> [EXERCISE INSTRUCTIONS]:
Revise the rows from the line with "point: the silver car side" through the end of the rows, putting "gray" wherever "silver" appears and leaving everything else the same. Give back only those lines.

** START EXTRACTED RECORDS **

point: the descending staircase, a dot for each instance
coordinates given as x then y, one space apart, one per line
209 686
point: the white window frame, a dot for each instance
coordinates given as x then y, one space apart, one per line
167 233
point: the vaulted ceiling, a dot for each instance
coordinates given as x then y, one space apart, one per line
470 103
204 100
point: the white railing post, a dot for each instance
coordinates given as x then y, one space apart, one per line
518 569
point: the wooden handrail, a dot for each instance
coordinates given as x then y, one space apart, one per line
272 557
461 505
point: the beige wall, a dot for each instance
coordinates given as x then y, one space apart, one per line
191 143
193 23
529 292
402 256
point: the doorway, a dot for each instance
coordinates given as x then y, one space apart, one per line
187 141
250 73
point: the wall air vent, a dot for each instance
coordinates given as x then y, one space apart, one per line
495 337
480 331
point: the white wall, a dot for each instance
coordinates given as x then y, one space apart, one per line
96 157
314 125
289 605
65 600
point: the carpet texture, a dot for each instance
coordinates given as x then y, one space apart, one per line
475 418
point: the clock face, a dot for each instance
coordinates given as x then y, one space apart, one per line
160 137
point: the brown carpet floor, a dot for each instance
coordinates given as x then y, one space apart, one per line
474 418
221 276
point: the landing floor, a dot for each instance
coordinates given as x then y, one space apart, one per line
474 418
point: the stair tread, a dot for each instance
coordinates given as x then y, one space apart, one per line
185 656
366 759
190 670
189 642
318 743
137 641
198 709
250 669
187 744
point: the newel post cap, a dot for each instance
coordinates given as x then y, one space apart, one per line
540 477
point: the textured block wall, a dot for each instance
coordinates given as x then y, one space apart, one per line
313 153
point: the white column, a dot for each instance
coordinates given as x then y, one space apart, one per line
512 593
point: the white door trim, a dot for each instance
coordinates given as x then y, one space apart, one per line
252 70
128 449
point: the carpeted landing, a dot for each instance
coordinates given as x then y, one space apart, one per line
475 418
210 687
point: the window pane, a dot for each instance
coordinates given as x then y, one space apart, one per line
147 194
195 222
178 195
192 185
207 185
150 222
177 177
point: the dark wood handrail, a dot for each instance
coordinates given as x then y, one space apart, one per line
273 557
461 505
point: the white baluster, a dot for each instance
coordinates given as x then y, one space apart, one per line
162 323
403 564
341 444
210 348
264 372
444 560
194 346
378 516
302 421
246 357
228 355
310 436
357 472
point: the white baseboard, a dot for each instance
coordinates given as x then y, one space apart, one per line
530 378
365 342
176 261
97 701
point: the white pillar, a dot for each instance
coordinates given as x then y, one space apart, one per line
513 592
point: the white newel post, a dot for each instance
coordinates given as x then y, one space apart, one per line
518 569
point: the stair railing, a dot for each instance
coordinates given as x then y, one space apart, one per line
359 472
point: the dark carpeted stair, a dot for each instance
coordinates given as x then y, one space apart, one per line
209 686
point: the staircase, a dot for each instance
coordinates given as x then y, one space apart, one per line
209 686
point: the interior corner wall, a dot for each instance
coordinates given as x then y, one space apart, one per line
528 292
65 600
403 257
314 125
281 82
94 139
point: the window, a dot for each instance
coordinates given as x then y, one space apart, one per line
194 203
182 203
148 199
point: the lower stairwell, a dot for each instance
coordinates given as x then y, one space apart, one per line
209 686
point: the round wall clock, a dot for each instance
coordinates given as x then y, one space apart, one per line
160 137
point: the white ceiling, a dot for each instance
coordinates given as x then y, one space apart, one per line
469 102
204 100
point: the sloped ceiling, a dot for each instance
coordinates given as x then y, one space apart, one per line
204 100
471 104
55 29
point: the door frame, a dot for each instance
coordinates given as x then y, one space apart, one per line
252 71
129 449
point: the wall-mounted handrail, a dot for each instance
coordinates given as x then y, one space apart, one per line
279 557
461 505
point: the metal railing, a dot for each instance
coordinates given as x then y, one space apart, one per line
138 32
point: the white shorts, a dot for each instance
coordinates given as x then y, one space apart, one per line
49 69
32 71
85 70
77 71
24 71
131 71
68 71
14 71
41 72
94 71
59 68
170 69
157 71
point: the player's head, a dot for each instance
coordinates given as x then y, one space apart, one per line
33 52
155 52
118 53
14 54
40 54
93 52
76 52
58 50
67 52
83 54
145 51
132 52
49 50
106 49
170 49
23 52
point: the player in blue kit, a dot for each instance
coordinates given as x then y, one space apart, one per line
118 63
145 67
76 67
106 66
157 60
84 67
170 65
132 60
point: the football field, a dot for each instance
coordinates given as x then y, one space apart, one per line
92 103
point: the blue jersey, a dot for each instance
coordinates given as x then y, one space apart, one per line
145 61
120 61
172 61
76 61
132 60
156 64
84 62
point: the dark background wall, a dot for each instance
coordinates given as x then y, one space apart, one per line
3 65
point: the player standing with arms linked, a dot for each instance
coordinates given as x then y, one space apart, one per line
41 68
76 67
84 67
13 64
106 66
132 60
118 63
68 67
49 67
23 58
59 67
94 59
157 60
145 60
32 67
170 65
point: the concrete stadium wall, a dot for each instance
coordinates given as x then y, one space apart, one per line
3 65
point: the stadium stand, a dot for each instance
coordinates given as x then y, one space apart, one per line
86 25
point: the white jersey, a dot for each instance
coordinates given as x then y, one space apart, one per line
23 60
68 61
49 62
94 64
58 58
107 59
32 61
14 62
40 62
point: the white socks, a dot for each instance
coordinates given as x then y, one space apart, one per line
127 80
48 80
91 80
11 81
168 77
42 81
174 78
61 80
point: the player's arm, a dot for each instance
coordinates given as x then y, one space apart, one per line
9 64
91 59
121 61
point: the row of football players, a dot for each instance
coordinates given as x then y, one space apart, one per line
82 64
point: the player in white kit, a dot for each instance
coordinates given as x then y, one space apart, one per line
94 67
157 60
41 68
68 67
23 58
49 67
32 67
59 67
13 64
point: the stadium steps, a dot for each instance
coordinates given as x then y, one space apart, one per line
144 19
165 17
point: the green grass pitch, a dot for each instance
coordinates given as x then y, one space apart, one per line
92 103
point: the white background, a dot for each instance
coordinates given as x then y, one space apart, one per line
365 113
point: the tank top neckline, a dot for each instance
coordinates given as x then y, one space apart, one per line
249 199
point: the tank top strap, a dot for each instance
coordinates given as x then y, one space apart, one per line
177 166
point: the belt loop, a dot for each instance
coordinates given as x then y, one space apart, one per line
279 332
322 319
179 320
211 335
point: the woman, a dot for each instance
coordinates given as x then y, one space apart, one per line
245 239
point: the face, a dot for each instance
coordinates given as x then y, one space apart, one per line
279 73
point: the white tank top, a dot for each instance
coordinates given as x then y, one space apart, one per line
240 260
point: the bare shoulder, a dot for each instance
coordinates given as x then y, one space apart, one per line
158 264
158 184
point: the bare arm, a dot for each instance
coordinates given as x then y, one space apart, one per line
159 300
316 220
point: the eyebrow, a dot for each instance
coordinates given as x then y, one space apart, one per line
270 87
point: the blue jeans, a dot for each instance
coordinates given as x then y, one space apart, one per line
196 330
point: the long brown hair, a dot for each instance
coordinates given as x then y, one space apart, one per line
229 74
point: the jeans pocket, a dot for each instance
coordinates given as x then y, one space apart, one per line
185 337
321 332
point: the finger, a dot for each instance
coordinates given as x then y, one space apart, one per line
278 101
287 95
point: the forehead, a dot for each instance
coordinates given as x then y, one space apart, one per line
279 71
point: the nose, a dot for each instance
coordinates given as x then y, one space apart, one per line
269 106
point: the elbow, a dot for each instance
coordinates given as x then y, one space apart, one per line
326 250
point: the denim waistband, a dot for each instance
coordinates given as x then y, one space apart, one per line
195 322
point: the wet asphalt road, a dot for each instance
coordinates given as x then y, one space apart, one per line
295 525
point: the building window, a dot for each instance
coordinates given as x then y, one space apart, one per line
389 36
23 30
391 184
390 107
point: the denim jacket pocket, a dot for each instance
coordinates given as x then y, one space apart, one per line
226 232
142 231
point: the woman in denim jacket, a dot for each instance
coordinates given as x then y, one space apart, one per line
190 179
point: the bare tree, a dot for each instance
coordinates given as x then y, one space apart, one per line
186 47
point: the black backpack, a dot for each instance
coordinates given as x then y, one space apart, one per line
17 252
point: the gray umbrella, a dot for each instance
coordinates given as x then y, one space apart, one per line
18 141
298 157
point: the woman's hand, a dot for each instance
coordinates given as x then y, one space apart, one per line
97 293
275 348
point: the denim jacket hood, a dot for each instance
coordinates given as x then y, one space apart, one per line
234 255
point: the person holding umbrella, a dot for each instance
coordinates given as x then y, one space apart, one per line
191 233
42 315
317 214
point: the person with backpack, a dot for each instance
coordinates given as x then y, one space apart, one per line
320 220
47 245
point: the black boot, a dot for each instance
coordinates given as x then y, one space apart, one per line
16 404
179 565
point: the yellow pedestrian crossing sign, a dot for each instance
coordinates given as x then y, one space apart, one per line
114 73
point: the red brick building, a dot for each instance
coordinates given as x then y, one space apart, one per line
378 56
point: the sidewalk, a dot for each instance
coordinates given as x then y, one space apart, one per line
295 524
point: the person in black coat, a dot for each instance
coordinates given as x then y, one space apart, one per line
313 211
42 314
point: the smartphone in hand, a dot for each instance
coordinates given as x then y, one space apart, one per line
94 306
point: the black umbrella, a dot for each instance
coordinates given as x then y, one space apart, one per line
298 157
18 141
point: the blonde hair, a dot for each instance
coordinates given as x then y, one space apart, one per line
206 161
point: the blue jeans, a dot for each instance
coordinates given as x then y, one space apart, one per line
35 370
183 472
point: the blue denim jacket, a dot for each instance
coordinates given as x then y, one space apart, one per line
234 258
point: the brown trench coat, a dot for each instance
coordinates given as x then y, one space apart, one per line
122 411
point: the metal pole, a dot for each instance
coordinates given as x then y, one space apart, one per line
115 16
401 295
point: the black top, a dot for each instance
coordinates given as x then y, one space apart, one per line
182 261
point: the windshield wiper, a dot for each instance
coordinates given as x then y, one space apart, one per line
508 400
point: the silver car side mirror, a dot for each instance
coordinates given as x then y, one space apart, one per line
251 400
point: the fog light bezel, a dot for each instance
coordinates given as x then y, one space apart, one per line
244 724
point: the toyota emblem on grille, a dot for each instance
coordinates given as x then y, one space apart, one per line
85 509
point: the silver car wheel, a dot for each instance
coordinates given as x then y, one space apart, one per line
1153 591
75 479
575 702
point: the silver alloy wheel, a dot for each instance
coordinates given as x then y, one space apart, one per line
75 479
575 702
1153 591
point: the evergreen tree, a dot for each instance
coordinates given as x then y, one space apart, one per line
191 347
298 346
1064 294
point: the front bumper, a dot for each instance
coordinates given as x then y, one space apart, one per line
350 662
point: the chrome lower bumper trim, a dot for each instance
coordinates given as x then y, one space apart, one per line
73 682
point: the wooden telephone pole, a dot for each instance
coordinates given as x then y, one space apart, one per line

** END EXTRACTED RECORDS **

> [COMPLETE OUTPUT]:
point: the gray car side mirror, a dot for each instance
coordinates given as x then y, one space apart, one per line
251 400
point: the fog light bezel, a dot for each instance
coordinates given as x then y, one space apart, one per line
244 724
point: the toyota emblem on grille, a dot for each instance
coordinates given as x then y, one space apart, one per line
85 509
point: the gray car wheel, a dot for each instance
coordinates given as x then y, one space apart, one per line
1153 591
75 479
575 702
point: the gray alloy wheel, a dot for each instance
coordinates given as x then y, one space apart, one per line
75 479
575 702
1153 591
point: the evergreen tree, a dot for each instance
coordinates given as x then y, one space apart, one per line
191 347
298 346
1064 294
point: the front bumper, a dot for each instance
coordinates given as x then y, one space apart, one per line
350 662
point: the chrome lower bumper trim, a dot for each instance
coordinates given as x then y, one space apart, one per line
73 682
point: the wooden telephone pole, a dot for each instance
coordinates given as x then y, one space apart, one per line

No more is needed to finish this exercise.